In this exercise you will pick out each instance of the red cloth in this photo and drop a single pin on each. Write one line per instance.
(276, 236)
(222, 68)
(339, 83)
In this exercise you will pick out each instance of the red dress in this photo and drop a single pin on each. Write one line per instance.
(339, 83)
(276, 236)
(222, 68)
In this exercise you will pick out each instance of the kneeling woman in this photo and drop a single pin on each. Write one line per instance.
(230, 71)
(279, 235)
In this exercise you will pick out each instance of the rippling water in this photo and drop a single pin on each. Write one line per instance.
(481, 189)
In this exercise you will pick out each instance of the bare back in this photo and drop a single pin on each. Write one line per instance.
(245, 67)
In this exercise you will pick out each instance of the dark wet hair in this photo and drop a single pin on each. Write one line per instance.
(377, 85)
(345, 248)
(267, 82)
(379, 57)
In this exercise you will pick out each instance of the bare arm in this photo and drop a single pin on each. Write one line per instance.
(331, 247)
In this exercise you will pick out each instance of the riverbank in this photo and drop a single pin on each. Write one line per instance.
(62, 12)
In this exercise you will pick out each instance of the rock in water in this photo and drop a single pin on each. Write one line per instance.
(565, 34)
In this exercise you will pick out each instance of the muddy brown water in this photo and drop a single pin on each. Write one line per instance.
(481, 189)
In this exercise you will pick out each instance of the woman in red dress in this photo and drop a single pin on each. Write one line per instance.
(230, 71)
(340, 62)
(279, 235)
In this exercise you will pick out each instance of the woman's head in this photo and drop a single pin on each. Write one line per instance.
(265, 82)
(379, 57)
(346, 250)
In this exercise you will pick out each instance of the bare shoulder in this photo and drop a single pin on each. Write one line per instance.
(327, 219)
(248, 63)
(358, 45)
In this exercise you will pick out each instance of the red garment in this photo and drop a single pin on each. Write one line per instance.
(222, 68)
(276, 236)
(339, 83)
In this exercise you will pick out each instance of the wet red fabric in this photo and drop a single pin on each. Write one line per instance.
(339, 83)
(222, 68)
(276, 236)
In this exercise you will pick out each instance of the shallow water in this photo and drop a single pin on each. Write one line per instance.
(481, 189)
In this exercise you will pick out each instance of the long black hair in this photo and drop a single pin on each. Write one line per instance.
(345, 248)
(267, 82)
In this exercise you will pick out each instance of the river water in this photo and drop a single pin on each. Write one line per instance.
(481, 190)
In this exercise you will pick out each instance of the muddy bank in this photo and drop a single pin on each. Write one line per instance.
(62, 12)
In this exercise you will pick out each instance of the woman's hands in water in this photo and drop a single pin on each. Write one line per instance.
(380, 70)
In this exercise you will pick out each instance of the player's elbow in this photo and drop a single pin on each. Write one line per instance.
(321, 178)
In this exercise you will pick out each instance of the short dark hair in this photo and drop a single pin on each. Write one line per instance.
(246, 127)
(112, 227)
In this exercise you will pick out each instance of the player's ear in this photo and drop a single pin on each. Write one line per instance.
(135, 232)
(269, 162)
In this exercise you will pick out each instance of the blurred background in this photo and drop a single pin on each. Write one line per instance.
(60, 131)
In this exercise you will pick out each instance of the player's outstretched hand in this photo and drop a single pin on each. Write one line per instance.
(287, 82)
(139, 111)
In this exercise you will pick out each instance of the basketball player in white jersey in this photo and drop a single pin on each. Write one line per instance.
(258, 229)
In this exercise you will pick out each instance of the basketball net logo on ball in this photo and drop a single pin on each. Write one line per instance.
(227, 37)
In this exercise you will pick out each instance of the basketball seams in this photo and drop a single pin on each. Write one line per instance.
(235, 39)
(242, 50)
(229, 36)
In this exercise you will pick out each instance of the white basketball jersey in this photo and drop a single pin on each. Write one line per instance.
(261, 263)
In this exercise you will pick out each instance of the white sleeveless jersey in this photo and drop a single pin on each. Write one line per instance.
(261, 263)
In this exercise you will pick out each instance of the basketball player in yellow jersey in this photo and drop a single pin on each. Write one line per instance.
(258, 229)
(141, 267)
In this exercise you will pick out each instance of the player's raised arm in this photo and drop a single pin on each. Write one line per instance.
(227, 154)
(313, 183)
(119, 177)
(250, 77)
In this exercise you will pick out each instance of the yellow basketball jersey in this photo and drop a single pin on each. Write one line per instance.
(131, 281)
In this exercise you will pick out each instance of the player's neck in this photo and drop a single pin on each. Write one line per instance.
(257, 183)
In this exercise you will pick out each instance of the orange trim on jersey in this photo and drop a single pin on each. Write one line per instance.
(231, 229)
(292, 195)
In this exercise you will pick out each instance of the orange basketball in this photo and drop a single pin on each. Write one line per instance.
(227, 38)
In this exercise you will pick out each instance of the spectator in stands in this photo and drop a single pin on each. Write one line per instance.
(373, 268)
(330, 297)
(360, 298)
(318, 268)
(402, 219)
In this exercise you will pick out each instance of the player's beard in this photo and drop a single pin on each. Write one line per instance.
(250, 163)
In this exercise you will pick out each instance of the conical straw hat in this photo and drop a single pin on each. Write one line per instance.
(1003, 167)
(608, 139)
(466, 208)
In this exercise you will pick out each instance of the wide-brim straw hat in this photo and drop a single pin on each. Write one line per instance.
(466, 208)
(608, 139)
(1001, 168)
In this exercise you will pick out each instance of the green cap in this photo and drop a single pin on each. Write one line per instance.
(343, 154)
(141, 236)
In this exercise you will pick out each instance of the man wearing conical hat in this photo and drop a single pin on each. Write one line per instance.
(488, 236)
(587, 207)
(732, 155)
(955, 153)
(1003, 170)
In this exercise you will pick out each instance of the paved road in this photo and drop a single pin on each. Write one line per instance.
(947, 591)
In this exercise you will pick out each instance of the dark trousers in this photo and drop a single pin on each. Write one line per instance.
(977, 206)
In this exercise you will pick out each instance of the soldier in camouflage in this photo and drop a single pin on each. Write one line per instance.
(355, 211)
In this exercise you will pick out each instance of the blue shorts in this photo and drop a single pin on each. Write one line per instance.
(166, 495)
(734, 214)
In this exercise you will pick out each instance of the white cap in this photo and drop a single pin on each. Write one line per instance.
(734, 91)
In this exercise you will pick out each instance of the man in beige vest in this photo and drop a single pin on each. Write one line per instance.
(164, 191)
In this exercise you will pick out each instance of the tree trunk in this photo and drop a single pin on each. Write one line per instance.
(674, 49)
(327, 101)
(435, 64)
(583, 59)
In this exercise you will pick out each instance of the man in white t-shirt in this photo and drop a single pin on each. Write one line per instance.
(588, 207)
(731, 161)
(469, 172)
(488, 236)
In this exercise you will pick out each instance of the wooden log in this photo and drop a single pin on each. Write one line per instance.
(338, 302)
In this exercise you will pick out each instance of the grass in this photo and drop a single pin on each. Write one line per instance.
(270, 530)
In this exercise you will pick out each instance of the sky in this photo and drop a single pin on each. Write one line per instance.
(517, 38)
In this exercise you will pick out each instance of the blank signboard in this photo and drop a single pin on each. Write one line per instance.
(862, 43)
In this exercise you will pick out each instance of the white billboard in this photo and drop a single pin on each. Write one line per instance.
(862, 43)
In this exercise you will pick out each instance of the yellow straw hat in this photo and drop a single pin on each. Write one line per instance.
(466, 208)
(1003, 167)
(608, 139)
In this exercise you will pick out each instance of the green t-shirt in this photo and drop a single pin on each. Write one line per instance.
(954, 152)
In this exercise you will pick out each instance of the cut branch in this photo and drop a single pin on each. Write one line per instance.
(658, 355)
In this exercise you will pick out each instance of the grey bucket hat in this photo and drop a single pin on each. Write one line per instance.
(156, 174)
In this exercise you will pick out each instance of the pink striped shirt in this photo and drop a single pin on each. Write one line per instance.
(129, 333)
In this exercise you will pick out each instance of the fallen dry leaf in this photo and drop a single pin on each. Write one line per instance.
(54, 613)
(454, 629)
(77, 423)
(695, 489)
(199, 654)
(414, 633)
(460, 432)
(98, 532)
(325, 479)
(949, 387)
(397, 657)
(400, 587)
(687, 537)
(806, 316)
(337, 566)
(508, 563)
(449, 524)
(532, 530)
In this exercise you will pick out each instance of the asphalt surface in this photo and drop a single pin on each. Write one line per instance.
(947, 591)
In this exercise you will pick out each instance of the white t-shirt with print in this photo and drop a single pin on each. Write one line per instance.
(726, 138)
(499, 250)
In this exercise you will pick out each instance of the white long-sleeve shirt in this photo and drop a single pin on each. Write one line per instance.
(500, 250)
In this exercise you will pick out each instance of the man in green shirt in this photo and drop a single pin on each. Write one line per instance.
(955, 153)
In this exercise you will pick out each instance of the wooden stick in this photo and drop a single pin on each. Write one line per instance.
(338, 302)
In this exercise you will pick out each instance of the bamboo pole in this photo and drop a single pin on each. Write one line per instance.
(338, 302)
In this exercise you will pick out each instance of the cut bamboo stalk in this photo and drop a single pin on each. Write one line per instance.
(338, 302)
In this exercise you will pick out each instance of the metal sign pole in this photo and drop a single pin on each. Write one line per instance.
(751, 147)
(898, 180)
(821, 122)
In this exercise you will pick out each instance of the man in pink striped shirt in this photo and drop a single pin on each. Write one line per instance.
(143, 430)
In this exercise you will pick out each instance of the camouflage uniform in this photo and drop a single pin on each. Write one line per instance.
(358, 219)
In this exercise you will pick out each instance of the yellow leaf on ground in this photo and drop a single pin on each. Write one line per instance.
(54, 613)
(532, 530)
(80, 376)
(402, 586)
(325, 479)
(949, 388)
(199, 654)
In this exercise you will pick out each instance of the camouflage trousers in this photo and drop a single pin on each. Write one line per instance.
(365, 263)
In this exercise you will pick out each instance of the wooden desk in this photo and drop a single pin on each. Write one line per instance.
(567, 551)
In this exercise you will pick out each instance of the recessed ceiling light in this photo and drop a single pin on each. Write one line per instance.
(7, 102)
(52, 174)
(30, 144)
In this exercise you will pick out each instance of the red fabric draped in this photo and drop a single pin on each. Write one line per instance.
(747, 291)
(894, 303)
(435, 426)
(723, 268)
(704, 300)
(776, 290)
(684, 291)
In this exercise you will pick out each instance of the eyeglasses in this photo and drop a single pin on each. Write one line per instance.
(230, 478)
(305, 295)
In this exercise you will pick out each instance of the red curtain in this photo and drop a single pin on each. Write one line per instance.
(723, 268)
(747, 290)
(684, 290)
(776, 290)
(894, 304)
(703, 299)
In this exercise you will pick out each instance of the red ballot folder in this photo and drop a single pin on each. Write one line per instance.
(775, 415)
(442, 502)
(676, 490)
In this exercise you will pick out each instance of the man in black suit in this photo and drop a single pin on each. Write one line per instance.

■ What is expected:
Lay out as a numbered list every line of the records from the one containing "of the eyeglasses" through the last line, including both of those lines and leaving out any blank lines.

■ Written response:
1. In this exercise you will pick out each instance of the eyeglasses in this photo and drop a single pin on each. Write one line per instance.
2. (230, 478)
3. (305, 295)
4. In this exercise you will pick out each instance of the red curtain in this photo and drop a single pin on each. Write one line per instance.
5. (723, 268)
6. (747, 290)
7. (684, 290)
8. (776, 290)
9. (894, 304)
10. (703, 299)
11. In this exercise you will pick out each instance of the red ballot folder in this photo and drop a single pin on each. Write one line per instance.
12. (775, 415)
13. (442, 502)
14. (676, 490)
15. In this exercise you will pick out each instance of the man in black suit in this photo and drop a single pin on each. Write one line per instance.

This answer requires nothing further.